BRIEF
Find "Task: locate the railway" in the data, then restate the line it sits in and every later line word for word, ending with the last line.

PROVIDED DATA Start Marker

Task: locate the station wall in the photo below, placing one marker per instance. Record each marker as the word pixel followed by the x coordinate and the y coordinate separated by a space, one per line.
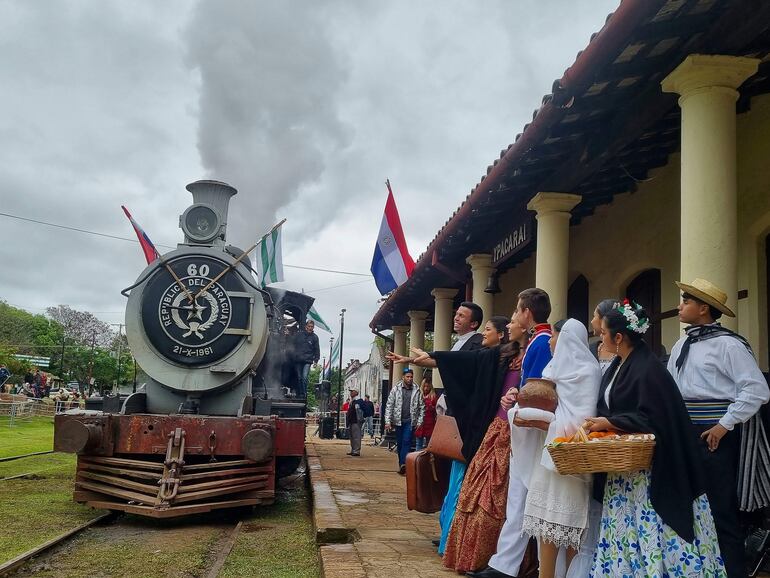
pixel 640 231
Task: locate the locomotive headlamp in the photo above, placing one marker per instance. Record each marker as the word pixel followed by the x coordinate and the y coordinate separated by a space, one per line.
pixel 200 223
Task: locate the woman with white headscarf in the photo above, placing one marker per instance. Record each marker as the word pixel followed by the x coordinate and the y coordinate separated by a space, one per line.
pixel 556 510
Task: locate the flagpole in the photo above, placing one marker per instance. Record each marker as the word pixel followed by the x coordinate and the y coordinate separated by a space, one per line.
pixel 270 231
pixel 339 383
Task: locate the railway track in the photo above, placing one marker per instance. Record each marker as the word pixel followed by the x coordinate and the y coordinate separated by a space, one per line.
pixel 16 563
pixel 117 544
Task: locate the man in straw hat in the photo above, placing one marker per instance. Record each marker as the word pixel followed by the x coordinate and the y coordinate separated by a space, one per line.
pixel 723 387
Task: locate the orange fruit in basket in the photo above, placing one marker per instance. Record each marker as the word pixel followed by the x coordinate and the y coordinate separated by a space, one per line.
pixel 600 434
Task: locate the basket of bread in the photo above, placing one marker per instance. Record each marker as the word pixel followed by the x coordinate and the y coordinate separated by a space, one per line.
pixel 607 451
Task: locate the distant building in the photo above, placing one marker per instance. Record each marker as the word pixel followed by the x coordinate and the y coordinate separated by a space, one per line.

PROVIDED DATA End Marker

SOLUTION TO THE EXERCISE
Task: locate the railway track in the photo above, placing one marker per instance. Record each marker as the word pixel followed by the x coordinate and the y coordinate separated by a space, one per line.
pixel 16 563
pixel 117 544
Task: locate the man in straw hat in the photo above, placing one marker per instance. Record each marker as the word pixel followed by the x coordinate and the y coordinate separated by a space, one per line.
pixel 723 387
Task: locate the orange fruit in basket in the photo above, placing one marker per instance. Record each marker as the word pixel followed by the x coordinate and the y coordinate separated by a space, one per line.
pixel 600 434
Task: locate the basket of bread in the photo above, placing one marker per instance. Record each marker as the word pixel followed by the x coordinate and the y coordinate separated by a space, one per line.
pixel 607 451
Task: locate the distant building in the photo above, placing one marker per instance. Record each marker as the word pixel followed by the x coordinate and the y coordinate separated by a space, one per line.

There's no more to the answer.